**DADOS FORNECIDOS**:
================================
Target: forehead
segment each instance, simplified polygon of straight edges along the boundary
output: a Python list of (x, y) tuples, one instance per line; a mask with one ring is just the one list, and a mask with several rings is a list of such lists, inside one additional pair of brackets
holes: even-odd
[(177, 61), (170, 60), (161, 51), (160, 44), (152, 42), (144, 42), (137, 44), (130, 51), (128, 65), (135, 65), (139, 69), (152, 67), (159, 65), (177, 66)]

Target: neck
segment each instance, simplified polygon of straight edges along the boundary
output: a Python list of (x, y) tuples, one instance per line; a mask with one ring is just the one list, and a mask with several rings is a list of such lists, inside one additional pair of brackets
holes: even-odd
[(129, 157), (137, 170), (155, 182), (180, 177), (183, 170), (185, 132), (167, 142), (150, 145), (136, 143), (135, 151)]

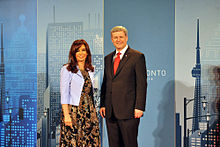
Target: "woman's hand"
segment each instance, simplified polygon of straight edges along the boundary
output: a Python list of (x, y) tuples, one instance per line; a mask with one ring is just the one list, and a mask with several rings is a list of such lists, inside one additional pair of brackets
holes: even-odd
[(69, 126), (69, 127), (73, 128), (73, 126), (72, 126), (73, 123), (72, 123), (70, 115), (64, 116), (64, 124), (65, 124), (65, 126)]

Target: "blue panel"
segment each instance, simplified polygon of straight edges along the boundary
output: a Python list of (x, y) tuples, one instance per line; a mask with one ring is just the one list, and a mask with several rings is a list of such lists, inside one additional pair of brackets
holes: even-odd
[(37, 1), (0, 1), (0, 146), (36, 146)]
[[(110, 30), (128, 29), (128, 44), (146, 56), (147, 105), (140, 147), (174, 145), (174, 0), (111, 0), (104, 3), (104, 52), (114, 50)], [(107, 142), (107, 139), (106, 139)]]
================================
Pode copiar estas linhas tal como estão, abrangendo todos os registros, mas sem incluir as imagens na resposta?

**O RESULTADO**:
Target: forehead
segment each instance, simplified polygon of straight edges along the boundary
output: a Python list of (x, y) tuples, one instance per line; a mask with one ring is just the one list, and a mask with several rings is a list of such lists, inside one additional pair of brackets
holes: even-odd
[(177, 61), (170, 60), (161, 51), (160, 44), (152, 42), (144, 42), (137, 44), (130, 51), (128, 65), (135, 65), (139, 69), (152, 67), (159, 65), (177, 66)]

Target: neck
segment each instance, simplified polygon of straight edges along the boundary
output: a Python list of (x, y) tuples, one instance per line; a mask with one ring is just the one list, and a mask with several rings is a list of such lists, inside one additional pair of brackets
holes: even-odd
[(129, 157), (137, 170), (155, 182), (180, 177), (183, 170), (185, 132), (167, 142), (150, 145), (136, 143), (135, 151)]

Target: "woman's hand"
segment each instance, simplified polygon of straight edges along the boundary
output: a Python list of (x, y) tuples, one instance per line; a mask with one ring is just the one list, and a mask with several rings is a list of such lists, inside one additional pair of brackets
holes: even-odd
[(69, 126), (69, 127), (73, 128), (73, 126), (72, 126), (73, 123), (72, 123), (70, 115), (64, 116), (64, 124), (65, 124), (65, 126)]

Target: "blue panel"
segment each instance, simplified polygon of straight edges along the boundary
output: a Python list of (x, y) tuples, one instance per line; a mask with one ring is just the one list, and a mask with several rings is a list of such lists, inside one additional pair of brackets
holes: even-odd
[(37, 1), (0, 1), (0, 146), (36, 146)]
[[(110, 30), (128, 29), (128, 44), (146, 56), (147, 105), (140, 147), (174, 145), (174, 0), (111, 0), (104, 3), (104, 52), (114, 50)], [(107, 142), (107, 139), (106, 139)]]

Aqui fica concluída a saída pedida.